Work order A
In the testicular cancer text, what was the yearly rate of testicular cancer among black men in 2005-2009?
Work order B
According to the testicular cancer text, why are white men described as being at highest risk for testicular cancer? Answer in one to three sentences.
Work order C
Quote the testicular cancer text exactly, starting with "Hispanic Americans are" and going on through "not statistically significant.".
*** Opening of Excerpt ***
Rates of testicular cancer have risen dramatically in recent years among young Hispanic American men, according to a new analysis. However, the study does not find a similar rise among the non-Hispanic counterparts of these men.
Testicular germ cell tumors are the most common malignant tumor among adolescent and young adult men, reportedly accounting for 21% of all tumors in American males aged 15-39. Between 2005 and 2009, 5.5 per 100,000 American men had this kind of cancer.
However, incidence of testicular cancer was shown to vary by race. White men were found to be at highest risk for testicular cancer, with an annual incidence of 6.6 per 100,000 men during 2005-2009. In the same period, the annual incidence was 1.4 per 100,000 among black men, 1.9 among Asian/Pacific Islander men, and 4.7 among Hispanic men.
Testicular germ cell tumors are the most common malignant tumor among adolescent and young adult men.
Hispanic Americans are the fastest growing population in the US - the 2010 census estimated that the US has about 50.5 million Hispanic citizens. A report presenting information on rates of testicular cancer from 1992-2003 found that incidence was increasing among Hispanic men but that the increase was not statistically significant.
*** Close of Excerpt ***
*** Opening of Data under study ***
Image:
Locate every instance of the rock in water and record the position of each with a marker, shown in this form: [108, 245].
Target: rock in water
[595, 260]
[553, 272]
*** Close of Data under study ***
Output A
1.4 per 100,000 men.

Output B
Their yearly rate in 2005-2009 was 6.6 per 100,000 men. That was higher than the rates for black men (1.4), Asian/Pacific Islander men (1.9) and Hispanic men (4.7).

Output C
Hispanic Americans are the fastest growing population in the US - the 2010 census estimated that the US has about 50.5 million Hispanic citizens. A report presenting information on rates of testicular cancer from 1992-2003 found that incidence was increasing among Hispanic men but that the increase was not statistically significant.